**WHAT YOU NEED TO DO**
Could you reproduce the listing below line for line, without changing a word, and leave the pictures out?

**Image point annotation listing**
▶

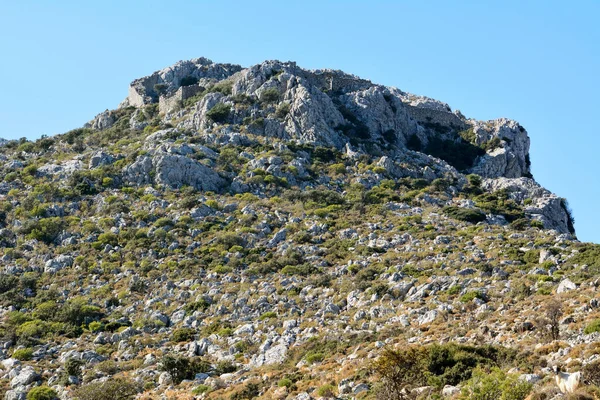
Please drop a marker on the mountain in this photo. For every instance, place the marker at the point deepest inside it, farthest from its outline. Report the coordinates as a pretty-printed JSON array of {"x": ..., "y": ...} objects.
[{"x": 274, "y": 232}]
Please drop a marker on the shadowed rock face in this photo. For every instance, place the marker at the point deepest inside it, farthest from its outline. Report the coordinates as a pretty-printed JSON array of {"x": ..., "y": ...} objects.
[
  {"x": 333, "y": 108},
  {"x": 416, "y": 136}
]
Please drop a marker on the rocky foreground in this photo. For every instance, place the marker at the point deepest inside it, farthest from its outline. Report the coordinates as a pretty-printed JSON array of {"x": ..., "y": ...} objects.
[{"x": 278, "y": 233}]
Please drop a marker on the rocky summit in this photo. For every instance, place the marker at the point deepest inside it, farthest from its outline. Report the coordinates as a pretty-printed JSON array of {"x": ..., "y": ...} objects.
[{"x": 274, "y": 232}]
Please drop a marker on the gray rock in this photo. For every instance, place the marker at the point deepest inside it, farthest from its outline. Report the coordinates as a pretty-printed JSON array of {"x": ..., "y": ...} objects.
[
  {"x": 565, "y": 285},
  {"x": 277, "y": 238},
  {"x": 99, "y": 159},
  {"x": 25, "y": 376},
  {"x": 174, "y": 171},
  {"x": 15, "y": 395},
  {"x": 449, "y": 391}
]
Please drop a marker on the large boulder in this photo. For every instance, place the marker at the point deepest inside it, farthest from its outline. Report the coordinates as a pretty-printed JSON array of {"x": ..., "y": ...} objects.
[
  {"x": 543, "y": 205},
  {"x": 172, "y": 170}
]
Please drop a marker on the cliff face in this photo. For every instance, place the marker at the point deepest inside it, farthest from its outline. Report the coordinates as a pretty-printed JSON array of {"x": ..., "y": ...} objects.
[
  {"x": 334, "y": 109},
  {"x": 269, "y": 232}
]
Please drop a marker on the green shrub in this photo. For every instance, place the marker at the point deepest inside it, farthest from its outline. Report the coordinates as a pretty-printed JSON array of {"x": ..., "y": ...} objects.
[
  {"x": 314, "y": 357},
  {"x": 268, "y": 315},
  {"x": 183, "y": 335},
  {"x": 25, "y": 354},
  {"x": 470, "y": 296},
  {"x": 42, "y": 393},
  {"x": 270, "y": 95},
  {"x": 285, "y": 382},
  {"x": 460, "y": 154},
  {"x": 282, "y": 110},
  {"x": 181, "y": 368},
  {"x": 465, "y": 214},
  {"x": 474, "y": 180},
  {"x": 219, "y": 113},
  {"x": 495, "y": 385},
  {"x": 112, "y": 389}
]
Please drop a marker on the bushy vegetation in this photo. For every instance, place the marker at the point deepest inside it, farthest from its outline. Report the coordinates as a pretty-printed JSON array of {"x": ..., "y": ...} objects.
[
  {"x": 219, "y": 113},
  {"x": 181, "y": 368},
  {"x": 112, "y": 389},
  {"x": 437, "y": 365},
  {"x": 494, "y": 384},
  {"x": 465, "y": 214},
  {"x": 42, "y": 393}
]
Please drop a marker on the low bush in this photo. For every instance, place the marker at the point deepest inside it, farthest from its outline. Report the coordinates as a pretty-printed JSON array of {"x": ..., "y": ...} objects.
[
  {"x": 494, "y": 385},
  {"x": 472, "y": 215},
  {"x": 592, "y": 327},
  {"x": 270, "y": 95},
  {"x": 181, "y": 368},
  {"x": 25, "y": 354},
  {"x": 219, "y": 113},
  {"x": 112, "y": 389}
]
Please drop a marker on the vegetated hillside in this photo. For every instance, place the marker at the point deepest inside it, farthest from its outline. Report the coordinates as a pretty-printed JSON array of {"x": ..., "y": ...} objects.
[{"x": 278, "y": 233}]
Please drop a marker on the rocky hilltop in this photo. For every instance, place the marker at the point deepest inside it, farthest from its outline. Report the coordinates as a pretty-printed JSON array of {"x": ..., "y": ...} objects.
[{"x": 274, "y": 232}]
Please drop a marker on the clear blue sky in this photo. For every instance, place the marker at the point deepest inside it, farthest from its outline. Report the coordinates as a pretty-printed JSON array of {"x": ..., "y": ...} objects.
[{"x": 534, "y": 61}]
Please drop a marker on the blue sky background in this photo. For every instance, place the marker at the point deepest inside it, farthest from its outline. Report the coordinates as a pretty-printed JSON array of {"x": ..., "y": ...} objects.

◀

**RESULT OF THE TASK**
Please drop a marker on the mountain in this photo. For every instance, place the marker at the point deepest inside it, farthest from its outline. Report the coordinates as a pretty-printed JSON array of {"x": ..., "y": ...} objects.
[{"x": 274, "y": 232}]
Please drop a marker on the shadowed rock face in this photo. For every instance, place the marker at the point deepest inside it, farthest from its outline. Report the coordinates as a pretty-printed JSON array of {"x": ..., "y": ...} objects.
[
  {"x": 333, "y": 108},
  {"x": 416, "y": 136}
]
Please drop a marker on the rocky foreground in this photo. For every instance, place the marker at the point deepest inside it, farthest from its outline. Report the coordinates as a pretty-printed JSON array of {"x": ..., "y": ...} objects.
[{"x": 278, "y": 233}]
Please drop a marker on the rocky summit in this photo. For every instance, place the marker at the point deepest inside it, farthest from its outline. Report the coordinates as a pretty-printed JSON array of {"x": ..., "y": ...} objects.
[{"x": 274, "y": 232}]
Please drop a marker on the gray rock in this photo. For every instance, place the marker at the point deepest inside it, farthest from its outline. Report the coordinates as a pretty-printed JSON array of {"x": ..., "y": ...} objects.
[
  {"x": 565, "y": 285},
  {"x": 277, "y": 238},
  {"x": 99, "y": 159},
  {"x": 25, "y": 376},
  {"x": 174, "y": 171},
  {"x": 15, "y": 395},
  {"x": 449, "y": 391}
]
Please drop a marker on the large boulder in this photo. For every instance, place the marker at the point deepest inside it, farthest from its outline. Report the coordinates as a pretty-printed JSON array of {"x": ..., "y": ...} objects.
[
  {"x": 543, "y": 205},
  {"x": 172, "y": 170}
]
Please drop a marker on the cliff face in this photo. For every instance, place the marker at the point deepest inside it, farthest from its outline. Report the coordinates as a pretty-printed JSON array of {"x": ..., "y": ...} objects.
[
  {"x": 334, "y": 109},
  {"x": 269, "y": 232}
]
Please drop a marker on the green shrub in this photo. For every instance, place the marker at the point deepest inside it, farthest from its outline. Report the coordinates as a pretty-printed JSON array of {"x": ..., "y": ...} objects.
[
  {"x": 314, "y": 357},
  {"x": 268, "y": 315},
  {"x": 183, "y": 335},
  {"x": 25, "y": 354},
  {"x": 470, "y": 296},
  {"x": 42, "y": 393},
  {"x": 270, "y": 95},
  {"x": 285, "y": 382},
  {"x": 460, "y": 154},
  {"x": 282, "y": 110},
  {"x": 181, "y": 368},
  {"x": 465, "y": 214},
  {"x": 474, "y": 180},
  {"x": 219, "y": 113},
  {"x": 495, "y": 385},
  {"x": 112, "y": 389}
]
Please drop a marker on the bushy vegetation in this photo. For every instance, place the marker at the point deepest inside it, farthest from its outline. Report the coordinates as a pretty-printed JSON array of {"x": ..., "y": ...} objects.
[
  {"x": 219, "y": 113},
  {"x": 181, "y": 368},
  {"x": 112, "y": 389},
  {"x": 437, "y": 365},
  {"x": 494, "y": 384},
  {"x": 465, "y": 214},
  {"x": 42, "y": 393}
]
Please drop a marker on the low bush in this photo. For every instance, place the marker at the point deepest inside it, farthest from its outline. Report the coordinates as a pretty-printed JSON array of {"x": ..., "y": ...} objects.
[
  {"x": 494, "y": 385},
  {"x": 472, "y": 215},
  {"x": 592, "y": 327},
  {"x": 270, "y": 95},
  {"x": 181, "y": 368},
  {"x": 25, "y": 354},
  {"x": 219, "y": 113},
  {"x": 112, "y": 389}
]
Please drop a marker on the vegetated hillside in this photo. For every instance, place the marker at the point deepest inside it, farthest from its outline. Report the coordinates as a pretty-printed JSON array of {"x": ..., "y": ...} objects.
[{"x": 278, "y": 233}]
Please drop a marker on the rocky hilltop in this photo. For every instance, place the marker at the point deepest inside it, farthest from its outline. Report the coordinates as a pretty-printed JSON array of {"x": ..., "y": ...} objects.
[{"x": 274, "y": 232}]
Please drop a marker on the clear blue sky in this photo. For every instance, place the marker at the point deepest inside it, farthest from its outline. Report the coordinates as a pretty-printed JSON array of {"x": ..., "y": ...} objects.
[{"x": 534, "y": 61}]
Please drop a marker on the blue sky background in this photo. For every instance, place the marker at the point deepest inside it, farthest from its outline. Report the coordinates as a pretty-printed JSON array of {"x": ..., "y": ...} objects.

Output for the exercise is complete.